**Source excerpt:**
● ● ●

To save as a PNG for quick use, you can click the download icon in the tool bar.

To save to SVG, you first change the output backend to 'svg' and then you can click the download icon again, and you will get an SVG rendering of the plot. After saving the SVG, you should change the output backend back to 'canvas' because it has much better in-browser performance.

[9]:
p.output_backend = 'svg'

bokeh.io.show(p)

Now, click the disk icon in the plot above to save it.

After saving, we should switch back to canvas.

[10]:
p.output_backend = 'canvas'

You can also save the figure programmatically using the bokeh.io.export_svgs() function. This requires additional installations, so we will not do it here, but show the code to do it. Again, this will only work if the output backed is 'svg'.

p.output_backend = 'svg'
bokeh.io.export_svgs(p, filename='insomniac_confidence_correct.svg')

● ● ●

**Given information:**

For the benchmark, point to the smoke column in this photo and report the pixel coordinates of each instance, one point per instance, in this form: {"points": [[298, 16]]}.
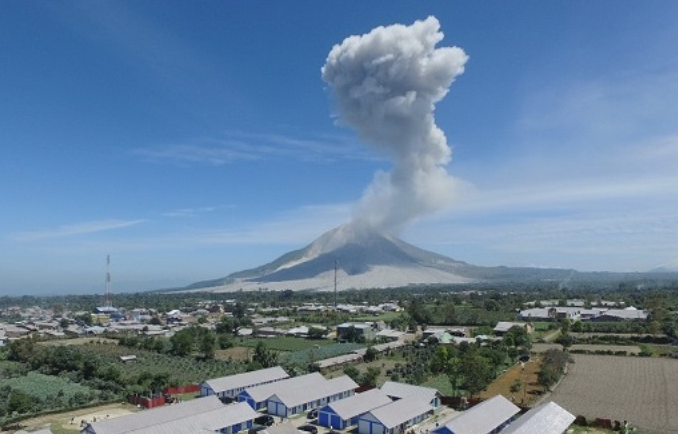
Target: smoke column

● ● ●

**Problem requirements:**
Answer these questions from the Bokeh saving excerpt above:
(a) Which output backend should be restored after saving an SVG, and what reason does the text give?
(b) Which function saves the figure programmatically?
(c) What filename does the export code use?

**Finished exercise:**
(a) 'canvas', because it has much better in-browser performance.
(b) bokeh.io.export_svgs()
(c) insomniac_confidence_correct.svg